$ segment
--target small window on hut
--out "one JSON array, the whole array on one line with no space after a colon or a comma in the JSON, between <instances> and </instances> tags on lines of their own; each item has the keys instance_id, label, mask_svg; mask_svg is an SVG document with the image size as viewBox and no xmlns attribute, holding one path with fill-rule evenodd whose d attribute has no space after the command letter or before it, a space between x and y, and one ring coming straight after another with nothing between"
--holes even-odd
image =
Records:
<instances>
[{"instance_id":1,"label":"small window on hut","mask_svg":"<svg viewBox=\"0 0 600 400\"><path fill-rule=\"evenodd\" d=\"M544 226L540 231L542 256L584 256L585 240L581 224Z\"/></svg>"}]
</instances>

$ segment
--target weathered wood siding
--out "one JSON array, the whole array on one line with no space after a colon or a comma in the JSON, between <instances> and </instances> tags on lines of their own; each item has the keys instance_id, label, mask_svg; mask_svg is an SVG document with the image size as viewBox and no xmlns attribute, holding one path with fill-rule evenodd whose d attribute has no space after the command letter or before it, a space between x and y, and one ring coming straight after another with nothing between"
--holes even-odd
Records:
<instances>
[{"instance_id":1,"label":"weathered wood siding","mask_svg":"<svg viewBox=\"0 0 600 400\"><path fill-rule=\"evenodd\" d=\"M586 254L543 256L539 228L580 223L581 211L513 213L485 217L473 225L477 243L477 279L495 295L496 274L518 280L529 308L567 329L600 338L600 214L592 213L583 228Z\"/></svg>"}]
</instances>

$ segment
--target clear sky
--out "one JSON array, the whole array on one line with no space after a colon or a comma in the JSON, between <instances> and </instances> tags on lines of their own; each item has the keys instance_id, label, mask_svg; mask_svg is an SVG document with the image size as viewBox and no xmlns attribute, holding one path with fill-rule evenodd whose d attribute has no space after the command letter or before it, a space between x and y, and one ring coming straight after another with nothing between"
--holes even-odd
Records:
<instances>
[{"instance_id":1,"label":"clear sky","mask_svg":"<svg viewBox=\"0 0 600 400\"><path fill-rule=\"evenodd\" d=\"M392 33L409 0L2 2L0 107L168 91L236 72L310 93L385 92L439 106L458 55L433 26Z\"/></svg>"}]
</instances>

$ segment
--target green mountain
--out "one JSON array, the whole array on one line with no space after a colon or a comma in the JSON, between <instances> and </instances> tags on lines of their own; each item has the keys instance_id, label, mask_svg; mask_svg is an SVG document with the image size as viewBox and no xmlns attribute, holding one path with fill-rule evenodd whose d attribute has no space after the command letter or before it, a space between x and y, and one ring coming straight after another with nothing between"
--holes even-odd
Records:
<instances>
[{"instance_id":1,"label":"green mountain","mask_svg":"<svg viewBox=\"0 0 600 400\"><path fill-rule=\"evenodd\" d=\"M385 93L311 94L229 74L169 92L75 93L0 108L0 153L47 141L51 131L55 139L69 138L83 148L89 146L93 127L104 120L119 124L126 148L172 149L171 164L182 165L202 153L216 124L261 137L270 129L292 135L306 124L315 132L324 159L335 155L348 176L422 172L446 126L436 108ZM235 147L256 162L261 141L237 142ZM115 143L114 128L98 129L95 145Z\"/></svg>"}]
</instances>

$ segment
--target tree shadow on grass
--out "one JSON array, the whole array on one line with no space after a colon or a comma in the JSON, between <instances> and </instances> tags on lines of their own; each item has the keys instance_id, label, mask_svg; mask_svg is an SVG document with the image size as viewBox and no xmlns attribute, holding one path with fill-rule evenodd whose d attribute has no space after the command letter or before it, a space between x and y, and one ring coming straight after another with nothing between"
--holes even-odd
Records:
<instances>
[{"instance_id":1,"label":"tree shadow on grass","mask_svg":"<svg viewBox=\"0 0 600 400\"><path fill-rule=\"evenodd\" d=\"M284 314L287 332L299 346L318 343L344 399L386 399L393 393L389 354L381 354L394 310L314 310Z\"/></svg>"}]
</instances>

▶ _Your assignment_:
Reproduce the entries above in full and exactly.

▶ _Answer to the exercise_:
$ segment
--target small window on hut
--out "one JSON array, the whole array on one line with no space after a colon or a comma in the JSON, between <instances> and </instances> tags on lines of their own; each item has the keys instance_id, label, mask_svg; mask_svg is an SVG document with the image size as viewBox and no xmlns attribute, holding one path with fill-rule evenodd whose d attribute has no space after the command letter or before it, a space between x and y, and one ring coming straight after another with nothing between"
--holes even-odd
image =
Records:
<instances>
[{"instance_id":1,"label":"small window on hut","mask_svg":"<svg viewBox=\"0 0 600 400\"><path fill-rule=\"evenodd\" d=\"M544 226L540 231L542 256L584 256L585 240L581 224Z\"/></svg>"}]
</instances>

$ segment
--target weathered wood siding
--out "one JSON array, the whole array on one line with no space after a colon or a comma in the JSON, between <instances> and </instances> tags on lines of their own; each item has the keys instance_id, label, mask_svg; mask_svg is an SVG document with the image size as viewBox and no xmlns attribute, holding one path with fill-rule evenodd whose d attribute has no space after the command letter or before it, a space between x and y, and one ring coming straight after another with nothing between"
--holes even-odd
Records:
<instances>
[{"instance_id":1,"label":"weathered wood siding","mask_svg":"<svg viewBox=\"0 0 600 400\"><path fill-rule=\"evenodd\" d=\"M586 254L543 256L539 228L580 223L581 211L513 213L485 217L473 225L477 243L477 279L495 295L496 274L518 280L529 308L567 329L600 338L600 214L592 213L583 228Z\"/></svg>"}]
</instances>

$ segment
--target clear sky
--out "one JSON array, the whole array on one line with no space after a colon or a comma in the JSON, between <instances> and </instances> tags on lines of their own; each item has the keys instance_id, label, mask_svg; mask_svg is an SVG document with the image size as viewBox and no xmlns attribute, holding one path with fill-rule evenodd whose d attribute has no space after the command letter or before it, a space between x and y, and one ring coming straight after another with nothing between"
--holes even-odd
Records:
<instances>
[{"instance_id":1,"label":"clear sky","mask_svg":"<svg viewBox=\"0 0 600 400\"><path fill-rule=\"evenodd\" d=\"M392 33L409 0L2 2L0 107L168 91L236 72L310 93L385 92L439 106L458 55L433 26Z\"/></svg>"}]
</instances>

$ segment
--target green mountain
--out "one JSON array, the whole array on one line with no space after a colon or a comma in the JSON, between <instances> and </instances> tags on lines of their own; each item has the keys instance_id, label, mask_svg; mask_svg is an SVG document with the image size as viewBox and no xmlns attribute, holding one path with fill-rule evenodd whose d attribute has no space after the command letter or before it, a space between x and y, and one ring coming straight after another with nothing between"
--holes even-odd
Records:
<instances>
[{"instance_id":1,"label":"green mountain","mask_svg":"<svg viewBox=\"0 0 600 400\"><path fill-rule=\"evenodd\" d=\"M385 93L311 94L229 74L169 92L75 93L0 108L0 153L47 141L51 131L55 139L69 138L83 148L89 146L93 127L104 120L119 124L126 148L172 149L171 164L182 165L202 153L216 124L261 137L270 129L292 135L306 124L315 132L324 159L335 155L348 176L422 172L446 126L436 108ZM235 147L256 162L261 141L237 142ZM115 143L114 128L98 129L95 145Z\"/></svg>"}]
</instances>

$ segment
--target tree shadow on grass
--out "one JSON array, the whole array on one line with no space after a colon or a comma in the JSON, between <instances> and </instances> tags on lines of their own; each item has the keys instance_id, label, mask_svg; mask_svg is an SVG document with the image size as viewBox and no xmlns attribute, holding one path with fill-rule evenodd whose d attribute has no space after the command letter or before it, a space between x and y, and one ring coming straight after another with nothing between"
--holes even-odd
Records:
<instances>
[{"instance_id":1,"label":"tree shadow on grass","mask_svg":"<svg viewBox=\"0 0 600 400\"><path fill-rule=\"evenodd\" d=\"M284 314L287 332L299 346L318 343L344 399L386 399L393 393L389 354L381 354L394 310L314 310Z\"/></svg>"}]
</instances>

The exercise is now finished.